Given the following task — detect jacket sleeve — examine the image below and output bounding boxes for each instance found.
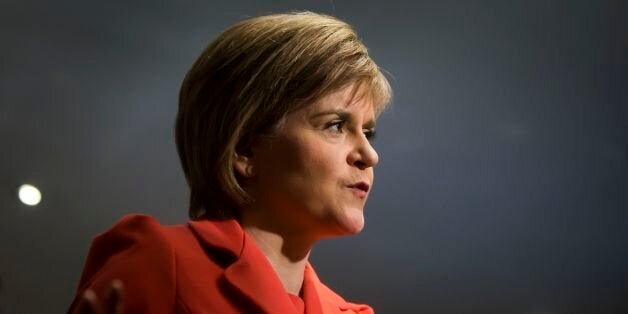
[68,215,176,314]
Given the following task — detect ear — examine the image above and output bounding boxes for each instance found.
[233,153,255,178]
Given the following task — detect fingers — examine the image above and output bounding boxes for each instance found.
[104,279,124,314]
[77,279,124,314]
[77,289,102,314]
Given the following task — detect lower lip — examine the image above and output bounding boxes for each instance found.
[351,188,368,198]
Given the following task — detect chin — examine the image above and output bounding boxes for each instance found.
[337,209,364,235]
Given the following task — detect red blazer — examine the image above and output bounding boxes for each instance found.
[68,215,373,314]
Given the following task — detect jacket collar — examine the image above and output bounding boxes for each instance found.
[189,220,296,313]
[189,219,372,314]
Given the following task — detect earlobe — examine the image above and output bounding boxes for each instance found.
[233,153,255,178]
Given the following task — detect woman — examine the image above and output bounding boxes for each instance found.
[69,12,391,314]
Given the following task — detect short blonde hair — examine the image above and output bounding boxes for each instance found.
[176,12,391,219]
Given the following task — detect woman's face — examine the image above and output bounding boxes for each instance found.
[243,86,378,238]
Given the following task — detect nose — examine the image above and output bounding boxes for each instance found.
[347,135,379,170]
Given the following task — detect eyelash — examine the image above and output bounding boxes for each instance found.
[326,120,376,141]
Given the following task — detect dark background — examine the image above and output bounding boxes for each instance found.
[0,0,628,314]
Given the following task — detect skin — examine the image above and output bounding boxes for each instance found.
[78,86,379,314]
[77,280,124,314]
[235,86,378,295]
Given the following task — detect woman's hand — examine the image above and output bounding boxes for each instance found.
[76,279,124,314]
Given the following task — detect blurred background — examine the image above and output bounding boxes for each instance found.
[0,0,628,314]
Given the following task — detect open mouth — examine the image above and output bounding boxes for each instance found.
[351,182,369,193]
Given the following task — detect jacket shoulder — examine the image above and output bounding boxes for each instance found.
[68,215,176,313]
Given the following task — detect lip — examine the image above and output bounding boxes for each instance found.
[349,181,371,198]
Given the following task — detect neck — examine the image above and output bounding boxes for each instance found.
[242,221,313,295]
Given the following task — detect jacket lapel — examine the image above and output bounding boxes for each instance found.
[189,220,296,314]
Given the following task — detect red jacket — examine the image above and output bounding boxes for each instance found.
[68,215,373,314]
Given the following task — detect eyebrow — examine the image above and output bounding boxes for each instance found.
[311,109,375,129]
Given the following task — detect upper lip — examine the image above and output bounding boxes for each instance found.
[349,181,370,192]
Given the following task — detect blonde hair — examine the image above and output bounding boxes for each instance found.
[176,12,391,219]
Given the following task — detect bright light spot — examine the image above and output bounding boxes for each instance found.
[18,184,41,206]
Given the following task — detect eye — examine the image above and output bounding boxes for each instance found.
[325,120,347,133]
[362,129,377,141]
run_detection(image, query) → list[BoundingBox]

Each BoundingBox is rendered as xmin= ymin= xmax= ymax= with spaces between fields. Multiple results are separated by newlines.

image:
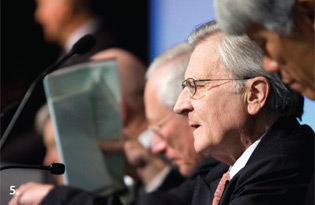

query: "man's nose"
xmin=151 ymin=133 xmax=167 ymax=154
xmin=174 ymin=89 xmax=193 ymax=115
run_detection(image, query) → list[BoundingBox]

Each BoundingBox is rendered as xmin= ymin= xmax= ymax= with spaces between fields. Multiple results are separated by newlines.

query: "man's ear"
xmin=120 ymin=98 xmax=128 ymax=127
xmin=245 ymin=77 xmax=270 ymax=115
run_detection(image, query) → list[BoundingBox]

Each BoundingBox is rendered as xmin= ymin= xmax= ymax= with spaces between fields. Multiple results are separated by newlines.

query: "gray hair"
xmin=145 ymin=42 xmax=193 ymax=110
xmin=189 ymin=21 xmax=303 ymax=117
xmin=214 ymin=0 xmax=297 ymax=35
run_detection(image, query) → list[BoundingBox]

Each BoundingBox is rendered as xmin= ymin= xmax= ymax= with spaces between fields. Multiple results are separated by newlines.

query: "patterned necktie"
xmin=212 ymin=172 xmax=230 ymax=205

--

Task: Put every line of the records above into a numbered list, omitting blank lines and leaving the pictures out.

Result for this task:
1. Given the following task — detect jacket sleeve — examine the image below and output bounding boxes for each instance found.
2. [68,215,176,314]
3. Given the following task — detect ear — examine the image above and output bounding boxes for each instance found.
4. [233,153,255,178]
5. Given the following task — detect fingers — examine the image above and output bounding boxes for each instance found.
6. [104,279,124,314]
7. [77,279,124,314]
8. [77,289,102,314]
9. Given the following task — detect lower lip — examine the image above and output bounding boxes for each instance found.
10. [351,188,368,198]
11. Given the following task — detect chin — examine the image above and output bounding boxes for each instance found.
12. [337,209,364,235]
13. Given the following task — detect red blazer — examine the image above and output bounding boxes for each instance found.
14. [68,215,373,314]
15. Given the following task — detect jacket collar — examine the image above and output bounding boxes for each instance found.
16. [189,220,296,313]
17. [189,219,372,314]
18. Given the following task — detect earlobe — examine the image above and output bounding boxes for each instance found.
19. [233,153,255,178]
20. Given the following task — detect woman — examine the image above and output bounding boxes for each instance found.
21. [69,12,391,314]
22. Given the following task — detect short blonde hair — examine the image above and output bounding boxes for each instance found.
23. [176,12,391,219]
24. Given the following task — detect woman's face — examine the image above and output bounding boxes for each instance found.
25. [243,86,378,238]
26. Given the following task — detect nose — examine the image above and output bounding boxes for each instance found.
27. [347,135,379,170]
28. Given the following task — detect eyelash — examine the image above and output bounding boxes for each instance found.
29. [326,120,376,141]
30. Given the following task — detect dark background — examine the image above and output bounding boxes for each instance found.
31. [0,0,628,314]
32. Given the following task — detect skin — examine the image above and output bounding boxes for each instance found.
33. [78,86,379,314]
34. [77,280,124,314]
35. [235,86,378,295]
36. Given the following task — detect woman's hand — examine the image above and output bounding boxes for each instance found.
37. [76,279,124,314]
38. Given the following task — detect blurred background — examine the image above and output bounding boxes for each instance found.
39. [0,0,628,314]
40. Given the following task — detect open mouth — examine the image above and output bounding boxes for each instance found.
41. [351,182,369,193]
42. Given the following task — detect jacket shoulder — examine the image above and output bounding boxes for each instance found.
43. [68,215,176,313]
44. Given the following task — detect lip — examine the image above and output bounding boxes for each instance found.
45. [349,181,371,198]
46. Given the following task — detect neck — examine the image above and output bounding boxes for each instance found.
47. [242,221,313,295]
48. Given the following task — detect jacket lapel — examine the image above and output bounding boxes for each instance found.
49. [189,220,296,314]
50. Given the following task — detect red jacket — examine the image above and output bounding boxes for each instance found.
51. [68,215,373,314]
52. Given the following task — detect eyebrow — examine the image above and output bounding boxes for each instance found.
53. [311,109,375,129]
54. Given the following task — detect upper lip — examine the image above and output bounding boxes for each instance found.
55. [349,181,370,192]
56. Given the following task — detect blonde hair — examine the image above and output bounding boxes for each instance found.
57. [176,12,391,219]
58. Given the following task — detect bright light spot — examine the image above and output bounding boxes for each instance found.
59. [18,184,41,206]
60. Given the following task — detect eye — examine the image above and output bounding boxes for each instance found.
61. [325,120,347,133]
62. [362,129,377,141]
63. run_detection(image, query) → list[BoundingBox]
64. Each BoundingBox is rendered as xmin= ymin= xmax= ymax= with spaces between fields. Multiple results are separated by newlines.
65. image:
66. query: "man's nose"
67. xmin=151 ymin=133 xmax=167 ymax=154
68. xmin=174 ymin=89 xmax=193 ymax=115
69. run_detection(image, query) → list[BoundingBox]
70. Each BoundingBox is rendered as xmin= ymin= xmax= ymax= with spaces between fields. Multiple results are separated by newlines.
71. query: "man's ear"
72. xmin=120 ymin=98 xmax=128 ymax=127
73. xmin=245 ymin=77 xmax=270 ymax=115
74. run_detection(image, query) → list[BoundingBox]
75. Each BoundingBox is rendered as xmin= ymin= xmax= ymax= with spaces between fields. Multiple results are separated by newlines.
76. query: "gray hair"
77. xmin=145 ymin=42 xmax=193 ymax=110
78. xmin=189 ymin=21 xmax=303 ymax=117
79. xmin=214 ymin=0 xmax=297 ymax=35
80. run_detection(image, query) → list[BoundingBox]
81. Each BoundingBox is rendered as xmin= ymin= xmax= ymax= with spaces between fields. Multiple results are separated by newlines.
82. query: "patterned necktie"
83. xmin=212 ymin=172 xmax=230 ymax=205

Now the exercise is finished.